§ **Direction**: Collect every line of the material below that contains the string "distant" and copy each one out. Case counts.
━━━━━ Data for the task
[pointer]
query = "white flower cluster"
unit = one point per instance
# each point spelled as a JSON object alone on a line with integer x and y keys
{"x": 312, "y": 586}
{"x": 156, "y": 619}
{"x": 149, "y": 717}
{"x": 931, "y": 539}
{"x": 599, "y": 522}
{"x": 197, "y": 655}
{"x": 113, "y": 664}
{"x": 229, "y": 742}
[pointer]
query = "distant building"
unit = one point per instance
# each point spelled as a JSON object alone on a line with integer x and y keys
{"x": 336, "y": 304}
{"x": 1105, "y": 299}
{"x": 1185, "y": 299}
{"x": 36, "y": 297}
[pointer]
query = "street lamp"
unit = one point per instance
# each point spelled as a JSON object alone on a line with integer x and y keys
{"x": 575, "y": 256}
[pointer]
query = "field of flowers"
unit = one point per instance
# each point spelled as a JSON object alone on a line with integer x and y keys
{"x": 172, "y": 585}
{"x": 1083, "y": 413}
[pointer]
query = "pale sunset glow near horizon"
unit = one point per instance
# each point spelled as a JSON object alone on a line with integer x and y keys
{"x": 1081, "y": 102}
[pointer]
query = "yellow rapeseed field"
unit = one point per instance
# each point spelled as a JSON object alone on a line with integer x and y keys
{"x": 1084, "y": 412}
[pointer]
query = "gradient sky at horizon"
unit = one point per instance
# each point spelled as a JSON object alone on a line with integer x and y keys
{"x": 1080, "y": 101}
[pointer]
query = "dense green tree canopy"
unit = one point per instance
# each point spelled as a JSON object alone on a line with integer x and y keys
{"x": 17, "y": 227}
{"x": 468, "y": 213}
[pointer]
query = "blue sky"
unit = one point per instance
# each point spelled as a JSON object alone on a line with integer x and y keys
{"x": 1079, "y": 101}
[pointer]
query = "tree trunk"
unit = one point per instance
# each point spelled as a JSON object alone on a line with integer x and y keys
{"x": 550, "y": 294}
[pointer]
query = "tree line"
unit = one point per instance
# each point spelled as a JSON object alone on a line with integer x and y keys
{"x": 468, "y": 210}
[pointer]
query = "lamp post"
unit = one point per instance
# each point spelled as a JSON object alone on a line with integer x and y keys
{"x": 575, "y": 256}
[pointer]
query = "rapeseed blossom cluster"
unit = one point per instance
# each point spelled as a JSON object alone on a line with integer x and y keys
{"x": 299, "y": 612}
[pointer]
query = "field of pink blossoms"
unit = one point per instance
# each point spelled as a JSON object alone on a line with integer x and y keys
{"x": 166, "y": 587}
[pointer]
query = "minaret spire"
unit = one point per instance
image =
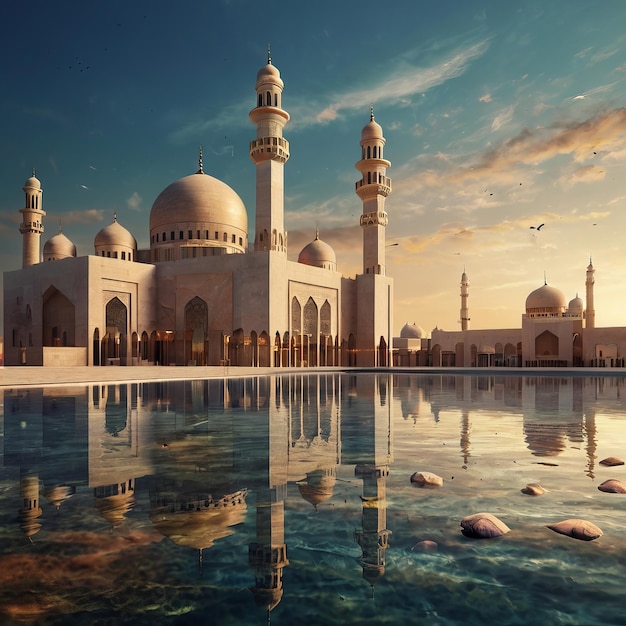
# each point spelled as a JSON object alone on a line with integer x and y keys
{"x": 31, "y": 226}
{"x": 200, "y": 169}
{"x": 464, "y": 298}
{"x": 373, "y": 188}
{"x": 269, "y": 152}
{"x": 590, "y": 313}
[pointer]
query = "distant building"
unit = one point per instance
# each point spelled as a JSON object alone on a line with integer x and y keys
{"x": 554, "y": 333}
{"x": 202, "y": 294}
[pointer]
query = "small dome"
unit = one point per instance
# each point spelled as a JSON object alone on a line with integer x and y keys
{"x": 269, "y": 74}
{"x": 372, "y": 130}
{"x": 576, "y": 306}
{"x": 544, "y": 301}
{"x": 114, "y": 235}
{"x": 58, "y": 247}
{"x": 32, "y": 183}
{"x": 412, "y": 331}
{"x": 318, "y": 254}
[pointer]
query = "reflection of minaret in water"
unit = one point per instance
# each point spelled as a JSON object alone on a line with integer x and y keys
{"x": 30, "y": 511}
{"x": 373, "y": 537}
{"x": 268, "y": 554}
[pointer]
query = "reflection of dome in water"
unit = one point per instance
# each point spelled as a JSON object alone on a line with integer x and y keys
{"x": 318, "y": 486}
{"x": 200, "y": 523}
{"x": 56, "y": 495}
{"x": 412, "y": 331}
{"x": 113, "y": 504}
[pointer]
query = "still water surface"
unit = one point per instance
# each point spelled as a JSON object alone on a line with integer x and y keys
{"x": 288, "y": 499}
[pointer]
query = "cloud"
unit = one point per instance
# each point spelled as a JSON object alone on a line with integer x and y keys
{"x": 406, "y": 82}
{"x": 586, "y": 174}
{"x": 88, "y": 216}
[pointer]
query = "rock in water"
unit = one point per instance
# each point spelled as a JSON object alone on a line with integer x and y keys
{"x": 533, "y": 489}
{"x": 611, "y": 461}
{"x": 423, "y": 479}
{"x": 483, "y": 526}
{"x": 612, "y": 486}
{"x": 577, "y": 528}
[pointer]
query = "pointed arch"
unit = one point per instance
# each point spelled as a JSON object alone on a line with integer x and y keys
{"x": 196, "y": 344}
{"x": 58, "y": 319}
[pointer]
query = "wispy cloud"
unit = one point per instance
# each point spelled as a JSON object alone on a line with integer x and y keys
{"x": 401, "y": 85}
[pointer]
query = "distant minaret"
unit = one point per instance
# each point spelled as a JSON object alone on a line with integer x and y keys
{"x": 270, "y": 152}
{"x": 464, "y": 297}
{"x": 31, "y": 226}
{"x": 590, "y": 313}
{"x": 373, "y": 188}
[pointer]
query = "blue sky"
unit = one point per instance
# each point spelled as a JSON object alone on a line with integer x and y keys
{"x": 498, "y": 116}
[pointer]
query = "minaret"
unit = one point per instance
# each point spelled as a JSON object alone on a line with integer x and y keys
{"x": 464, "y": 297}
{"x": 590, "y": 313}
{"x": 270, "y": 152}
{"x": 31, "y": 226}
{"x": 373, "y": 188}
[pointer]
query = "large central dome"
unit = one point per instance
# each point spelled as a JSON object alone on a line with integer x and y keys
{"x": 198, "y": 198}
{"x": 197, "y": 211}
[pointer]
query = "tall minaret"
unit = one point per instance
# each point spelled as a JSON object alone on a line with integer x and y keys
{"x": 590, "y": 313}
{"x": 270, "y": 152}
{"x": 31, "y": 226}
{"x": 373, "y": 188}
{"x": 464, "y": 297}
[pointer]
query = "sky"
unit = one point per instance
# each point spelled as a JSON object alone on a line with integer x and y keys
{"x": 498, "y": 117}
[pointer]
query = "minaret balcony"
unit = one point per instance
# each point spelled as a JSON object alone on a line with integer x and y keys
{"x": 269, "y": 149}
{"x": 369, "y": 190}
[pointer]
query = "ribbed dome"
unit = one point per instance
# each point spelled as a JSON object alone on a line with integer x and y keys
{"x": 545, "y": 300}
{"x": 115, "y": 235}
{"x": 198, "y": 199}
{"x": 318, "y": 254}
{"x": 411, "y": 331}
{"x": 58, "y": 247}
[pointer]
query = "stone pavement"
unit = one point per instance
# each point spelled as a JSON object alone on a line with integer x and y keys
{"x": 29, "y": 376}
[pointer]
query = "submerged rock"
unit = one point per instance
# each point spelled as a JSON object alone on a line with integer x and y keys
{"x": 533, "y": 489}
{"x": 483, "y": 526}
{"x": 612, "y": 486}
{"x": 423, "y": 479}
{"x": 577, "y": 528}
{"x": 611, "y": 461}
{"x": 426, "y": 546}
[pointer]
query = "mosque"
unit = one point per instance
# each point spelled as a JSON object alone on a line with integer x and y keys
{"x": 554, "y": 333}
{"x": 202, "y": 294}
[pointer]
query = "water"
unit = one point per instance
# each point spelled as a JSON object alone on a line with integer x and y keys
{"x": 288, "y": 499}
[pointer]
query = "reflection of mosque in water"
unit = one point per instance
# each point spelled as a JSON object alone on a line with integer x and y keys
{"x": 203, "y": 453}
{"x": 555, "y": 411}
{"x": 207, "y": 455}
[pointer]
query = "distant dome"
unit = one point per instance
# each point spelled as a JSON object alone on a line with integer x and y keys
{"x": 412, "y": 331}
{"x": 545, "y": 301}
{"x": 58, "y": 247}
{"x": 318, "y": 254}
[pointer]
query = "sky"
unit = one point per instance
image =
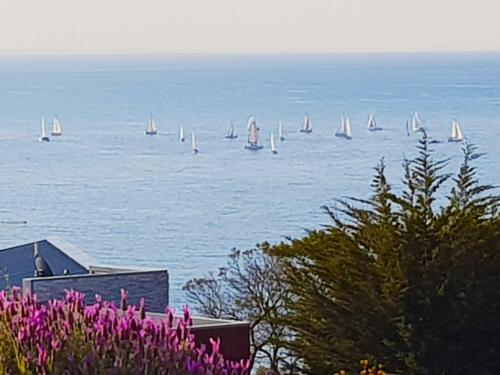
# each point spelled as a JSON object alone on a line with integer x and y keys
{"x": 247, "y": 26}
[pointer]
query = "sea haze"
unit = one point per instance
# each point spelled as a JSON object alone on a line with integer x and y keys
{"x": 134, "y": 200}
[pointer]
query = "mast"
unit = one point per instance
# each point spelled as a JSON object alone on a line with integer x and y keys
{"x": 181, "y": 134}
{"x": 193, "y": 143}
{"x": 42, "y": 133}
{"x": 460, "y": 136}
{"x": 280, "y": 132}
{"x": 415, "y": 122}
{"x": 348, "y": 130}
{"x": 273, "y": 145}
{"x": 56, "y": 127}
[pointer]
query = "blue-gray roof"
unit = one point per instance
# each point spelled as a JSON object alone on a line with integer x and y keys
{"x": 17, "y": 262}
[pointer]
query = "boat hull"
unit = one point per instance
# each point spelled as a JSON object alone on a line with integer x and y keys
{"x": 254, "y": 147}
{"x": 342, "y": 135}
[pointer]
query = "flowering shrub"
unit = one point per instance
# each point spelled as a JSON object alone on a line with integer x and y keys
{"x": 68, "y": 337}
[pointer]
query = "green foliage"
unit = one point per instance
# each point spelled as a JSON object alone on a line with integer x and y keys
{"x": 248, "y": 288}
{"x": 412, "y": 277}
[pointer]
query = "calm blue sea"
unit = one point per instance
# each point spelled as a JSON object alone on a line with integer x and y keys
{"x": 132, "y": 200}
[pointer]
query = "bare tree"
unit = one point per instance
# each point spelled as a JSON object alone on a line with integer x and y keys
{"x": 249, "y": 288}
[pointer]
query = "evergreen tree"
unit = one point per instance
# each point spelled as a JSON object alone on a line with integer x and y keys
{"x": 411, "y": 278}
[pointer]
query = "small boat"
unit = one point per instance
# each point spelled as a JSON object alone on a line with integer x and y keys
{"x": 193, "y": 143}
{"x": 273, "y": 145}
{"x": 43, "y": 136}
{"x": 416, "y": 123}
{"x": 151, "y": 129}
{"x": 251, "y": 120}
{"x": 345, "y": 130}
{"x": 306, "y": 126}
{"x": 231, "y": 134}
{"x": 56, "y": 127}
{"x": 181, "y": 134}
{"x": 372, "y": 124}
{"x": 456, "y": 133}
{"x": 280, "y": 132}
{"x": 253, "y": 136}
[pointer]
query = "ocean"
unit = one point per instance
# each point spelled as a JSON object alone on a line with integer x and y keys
━━━━━━━━━━
§ **Completed exercise**:
query = "distant building"
query = "distant building"
query = "distant minaret"
query = "distant dome"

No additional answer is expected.